* _Trecho do texto_:
□ □ □ □ □

Contemplando o Mercado, por Inácio Medeiros

Jul 28, 2022

Análise Especial - Sazonalidade das classes de ativos

Galera, as análises do mês de Julho de 2022 vão demorar um pouco mais sairem, muito provavelmente em torno da segunda quinzena de agosto. Por causa disso, deixo para vocês uma "análise de sazonalidade" das classes de ativos a partir de 2000.

No post anterior, eu havia comentado que em um estudo que fiz ano passado, eu verifiquei que o mês de Julho, para praticamente todo tipo de ativo em renda variável, é caracterizado, na média, por ser de alta. Pois bem, inspirado nisso, eu resolvi refazer esse estudo e trazer para o blog. Uma coisa legal dele é que ele está abrangendo Julho de 2022 também, então já vai dar para termos uma noção do que está rolando neste mês.

Basicamente vamos trabalhar na seguinte pergunta: "se desde 2000 (ou um pouco depois, a depender do início da série histórica que estamos usando) a gente todo ano tivesse comprado um ativo sempre no início de um mês específico e depois tivesse vendido no final o 'mês específico', qual teria sido o retorno?"

Nesta análise, nós vamos trabalhar com quase todas classes que já estamos acompanhando por aqui. Dessa vez, Urânio (URA) e REITS (VNQ) ficaram de fora, e ações da NASDAQ (QQQ) entraram no lugar.

Outra coisa importante: desta vez não trabalharemos com prêmio de risco, e sim com os "retornos brutos" (sem descontar nada).

□ □ □ □ □

* _Entradas extraídas_:
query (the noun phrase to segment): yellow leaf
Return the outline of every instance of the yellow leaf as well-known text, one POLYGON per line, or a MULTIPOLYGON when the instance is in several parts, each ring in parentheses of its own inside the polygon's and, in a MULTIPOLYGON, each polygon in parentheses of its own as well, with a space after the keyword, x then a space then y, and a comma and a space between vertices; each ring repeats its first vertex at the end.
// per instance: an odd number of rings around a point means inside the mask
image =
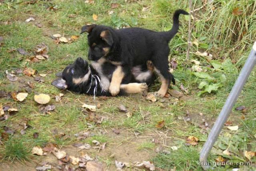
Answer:
POLYGON ((31 153, 33 154, 36 154, 40 156, 46 155, 46 153, 44 153, 42 148, 38 146, 35 146, 33 147, 32 150, 31 150, 31 153))
POLYGON ((60 38, 60 39, 59 40, 61 42, 62 42, 68 43, 68 39, 67 39, 67 38, 65 37, 62 37, 61 38, 60 38))
POLYGON ((227 127, 227 128, 231 131, 237 131, 238 129, 238 125, 229 126, 227 127))
POLYGON ((23 74, 29 77, 35 74, 36 70, 30 68, 26 68, 23 71, 23 74))
POLYGON ((85 103, 84 103, 82 106, 82 107, 88 109, 92 111, 96 111, 96 106, 94 105, 89 105, 85 103))
POLYGON ((70 37, 70 38, 72 40, 76 40, 76 39, 78 39, 79 37, 79 36, 72 35, 72 36, 71 36, 71 37, 70 37))
POLYGON ((249 160, 252 157, 256 156, 256 152, 247 151, 245 151, 244 153, 244 156, 249 160))
POLYGON ((16 98, 19 101, 22 101, 26 99, 28 94, 26 93, 19 93, 16 96, 16 98))
POLYGON ((157 122, 155 127, 157 128, 161 128, 164 125, 164 120, 162 120, 157 122))
POLYGON ((153 102, 156 101, 156 99, 155 95, 152 93, 149 93, 148 94, 147 97, 146 97, 147 100, 150 100, 153 102))
POLYGON ((76 157, 75 156, 73 155, 70 155, 69 157, 71 159, 72 161, 71 163, 74 165, 78 165, 78 164, 79 161, 80 160, 78 157, 76 157))
POLYGON ((186 139, 187 143, 192 145, 196 145, 198 144, 198 141, 199 140, 199 139, 198 138, 194 136, 190 136, 186 139))
POLYGON ((47 94, 39 94, 35 95, 34 99, 39 104, 46 104, 50 101, 50 97, 47 94))
POLYGON ((60 38, 61 37, 61 35, 60 34, 54 34, 52 36, 55 38, 60 38))
POLYGON ((94 21, 97 21, 98 20, 98 16, 95 14, 92 14, 92 19, 94 21))

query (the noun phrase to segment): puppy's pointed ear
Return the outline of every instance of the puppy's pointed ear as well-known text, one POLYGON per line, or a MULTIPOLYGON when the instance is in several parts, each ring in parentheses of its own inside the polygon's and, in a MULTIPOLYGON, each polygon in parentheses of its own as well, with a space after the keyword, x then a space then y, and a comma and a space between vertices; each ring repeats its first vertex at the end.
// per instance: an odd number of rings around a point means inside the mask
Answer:
POLYGON ((114 43, 113 37, 109 30, 102 31, 100 33, 100 37, 104 40, 109 46, 112 46, 114 43))
POLYGON ((85 32, 88 33, 90 33, 96 26, 96 24, 87 25, 83 26, 81 29, 81 33, 80 33, 80 34, 85 32))
POLYGON ((66 89, 68 88, 66 81, 62 78, 58 78, 52 82, 52 85, 59 89, 66 89))

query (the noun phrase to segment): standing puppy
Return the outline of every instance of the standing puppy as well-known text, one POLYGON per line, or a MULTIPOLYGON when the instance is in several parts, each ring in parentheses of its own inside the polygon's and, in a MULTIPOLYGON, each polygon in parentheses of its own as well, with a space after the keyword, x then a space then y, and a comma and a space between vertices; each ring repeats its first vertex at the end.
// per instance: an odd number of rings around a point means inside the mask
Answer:
POLYGON ((89 33, 88 59, 98 61, 103 58, 118 66, 113 73, 109 88, 112 95, 118 93, 122 79, 131 75, 132 67, 146 66, 148 61, 152 63, 161 82, 157 93, 158 97, 164 96, 171 81, 175 84, 173 76, 168 71, 168 44, 178 32, 180 14, 188 13, 182 10, 176 10, 172 27, 168 32, 156 32, 139 28, 115 30, 96 24, 82 27, 81 34, 89 33))

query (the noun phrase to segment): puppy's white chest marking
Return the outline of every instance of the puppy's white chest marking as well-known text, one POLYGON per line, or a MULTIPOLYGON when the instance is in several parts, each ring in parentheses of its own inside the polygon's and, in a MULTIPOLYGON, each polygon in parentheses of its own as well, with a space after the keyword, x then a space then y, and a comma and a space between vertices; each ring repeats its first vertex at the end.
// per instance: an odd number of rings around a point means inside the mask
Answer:
POLYGON ((92 62, 91 63, 91 65, 92 67, 98 73, 98 76, 101 80, 101 83, 103 87, 103 89, 105 91, 108 91, 109 85, 110 84, 108 78, 104 75, 102 73, 102 67, 101 65, 104 62, 99 61, 92 62))

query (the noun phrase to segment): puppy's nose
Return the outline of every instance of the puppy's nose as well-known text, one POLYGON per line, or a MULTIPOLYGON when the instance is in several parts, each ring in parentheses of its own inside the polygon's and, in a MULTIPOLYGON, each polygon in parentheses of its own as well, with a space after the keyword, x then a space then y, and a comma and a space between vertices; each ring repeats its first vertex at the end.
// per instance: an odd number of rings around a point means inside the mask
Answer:
POLYGON ((92 60, 92 55, 88 55, 88 59, 89 60, 92 60))

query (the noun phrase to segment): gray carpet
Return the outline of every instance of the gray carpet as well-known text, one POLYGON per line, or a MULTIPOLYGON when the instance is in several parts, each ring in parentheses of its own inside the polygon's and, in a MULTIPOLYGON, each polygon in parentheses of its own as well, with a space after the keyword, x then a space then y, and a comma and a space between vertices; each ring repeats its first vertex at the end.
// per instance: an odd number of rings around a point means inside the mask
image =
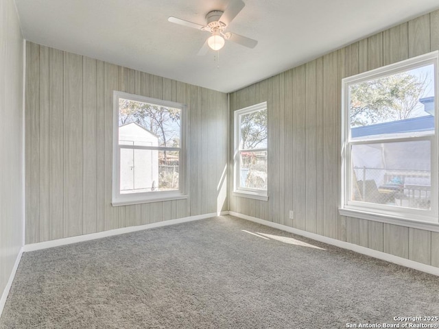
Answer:
POLYGON ((438 316, 438 292, 436 276, 226 216, 25 253, 0 328, 341 328, 438 316))

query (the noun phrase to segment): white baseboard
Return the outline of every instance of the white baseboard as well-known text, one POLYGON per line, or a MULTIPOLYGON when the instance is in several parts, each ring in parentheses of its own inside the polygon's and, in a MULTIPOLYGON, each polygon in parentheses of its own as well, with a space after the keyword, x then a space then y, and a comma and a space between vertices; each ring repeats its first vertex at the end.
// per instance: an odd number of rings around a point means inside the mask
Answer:
POLYGON ((19 254, 16 256, 16 259, 15 260, 15 264, 14 264, 14 267, 12 267, 12 271, 11 272, 11 275, 9 276, 9 280, 6 284, 6 287, 3 291, 3 293, 1 294, 1 297, 0 298, 0 317, 1 317, 1 313, 3 313, 3 309, 5 307, 5 304, 6 304, 6 300, 8 299, 8 295, 9 295, 9 291, 12 286, 12 282, 14 281, 14 278, 15 278, 15 273, 16 273, 16 270, 19 268, 19 265, 20 264, 20 260, 21 260, 21 255, 23 255, 23 247, 20 249, 20 252, 19 252, 19 254))
POLYGON ((23 251, 25 252, 34 252, 42 249, 51 248, 53 247, 58 247, 60 245, 70 245, 78 242, 88 241, 89 240, 95 240, 96 239, 106 238, 113 235, 123 234, 125 233, 130 233, 132 232, 141 231, 148 230, 150 228, 159 228, 161 226, 167 226, 169 225, 178 224, 180 223, 186 223, 187 221, 198 221, 200 219, 205 219, 206 218, 215 217, 220 215, 228 215, 228 212, 222 212, 220 214, 213 212, 211 214, 199 215, 197 216, 190 216, 189 217, 179 218, 178 219, 170 219, 169 221, 159 221, 151 224, 140 225, 138 226, 130 226, 128 228, 117 228, 115 230, 110 230, 108 231, 98 232, 97 233, 91 233, 89 234, 78 235, 70 238, 63 238, 57 240, 51 240, 49 241, 39 242, 37 243, 30 243, 25 245, 23 251))
POLYGON ((229 214, 232 216, 242 218, 243 219, 247 219, 248 221, 254 221, 259 224, 270 226, 271 228, 277 228, 283 231, 289 232, 295 234, 301 235, 306 238, 312 239, 318 241, 323 242, 329 245, 335 245, 341 248, 352 250, 353 252, 358 252, 359 254, 363 254, 364 255, 370 256, 375 258, 382 259, 390 263, 398 264, 399 265, 403 265, 411 269, 422 271, 423 272, 429 273, 435 276, 439 276, 439 267, 434 266, 427 265, 420 263, 410 260, 410 259, 403 258, 402 257, 398 257, 397 256, 390 255, 390 254, 385 254, 385 252, 378 252, 372 249, 366 248, 366 247, 361 247, 361 245, 355 245, 353 243, 349 243, 348 242, 341 241, 335 239, 328 238, 327 236, 323 236, 322 235, 316 234, 315 233, 311 233, 309 232, 302 231, 302 230, 298 230, 297 228, 290 228, 282 224, 278 224, 277 223, 273 223, 271 221, 264 221, 256 217, 252 217, 243 215, 239 212, 235 212, 234 211, 229 211, 229 214))

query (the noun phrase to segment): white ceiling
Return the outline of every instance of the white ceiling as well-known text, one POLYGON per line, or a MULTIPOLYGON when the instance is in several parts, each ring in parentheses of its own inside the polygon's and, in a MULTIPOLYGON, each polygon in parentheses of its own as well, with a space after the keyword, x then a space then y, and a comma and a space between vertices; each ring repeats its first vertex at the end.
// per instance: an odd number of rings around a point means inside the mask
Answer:
POLYGON ((256 39, 197 53, 205 25, 228 0, 15 0, 27 40, 189 84, 229 93, 353 41, 439 8, 438 0, 244 0, 227 31, 256 39), (218 66, 219 64, 219 67, 218 66))

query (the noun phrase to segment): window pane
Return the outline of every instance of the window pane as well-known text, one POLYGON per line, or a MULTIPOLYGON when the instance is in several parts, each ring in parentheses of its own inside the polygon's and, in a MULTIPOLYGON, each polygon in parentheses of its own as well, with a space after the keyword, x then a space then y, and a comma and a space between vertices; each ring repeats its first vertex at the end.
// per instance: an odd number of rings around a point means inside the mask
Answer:
POLYGON ((267 148, 267 110, 239 116, 239 149, 267 148))
POLYGON ((121 149, 120 193, 179 189, 180 152, 121 149))
POLYGON ((119 99, 119 142, 180 147, 181 110, 119 99))
POLYGON ((239 187, 267 190, 267 151, 240 152, 239 187))
POLYGON ((429 141, 352 147, 351 199, 430 208, 429 141))
POLYGON ((351 137, 434 133, 434 66, 351 84, 351 137))

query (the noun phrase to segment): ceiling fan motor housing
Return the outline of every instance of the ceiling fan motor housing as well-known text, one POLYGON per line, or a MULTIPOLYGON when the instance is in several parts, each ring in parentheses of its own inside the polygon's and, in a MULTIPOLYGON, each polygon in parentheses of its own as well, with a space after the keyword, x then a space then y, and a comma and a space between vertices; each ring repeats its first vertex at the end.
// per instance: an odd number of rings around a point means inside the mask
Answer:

□ □ □ □ □

* _Problema breve 1_: Transcreva literalmente a parte do texto sobre sazonalidade que começa nas palavras "Nesta análise, nós" e termina logo após "(sem descontar nada).".
* _Problema breve 2_: Quais são todos os códigos de ativos que aparecem entre parênteses no texto sobre sazonalidade?
* _Problema breve 3_: Segundo o texto sobre sazonalidade, por que é apresentada uma análise de sazonalidade das classes de ativos a partir de 2000?

* _Resposta completa 1_:
Nesta análise, nós vamos trabalhar com quase todas classes que já estamos acompanhando por aqui. Dessa vez, Urânio (URA) e REITS (VNQ) ficaram de fora, e ações da NASDAQ (QQQ) entraram no lugar.

Outra coisa importante: desta vez não trabalharemos com prêmio de risco, e sim com os "retornos brutos" (sem descontar nada).

* _Resposta completa 2_: URA, VNQ, QQQ

* _Resposta completa 3_: As análises do mês de julho de 2022 vão demorar mais para sair, provavelmente por volta da segunda quinzena de agosto. Por isso a análise de sazonalidade é deixada no lugar delas.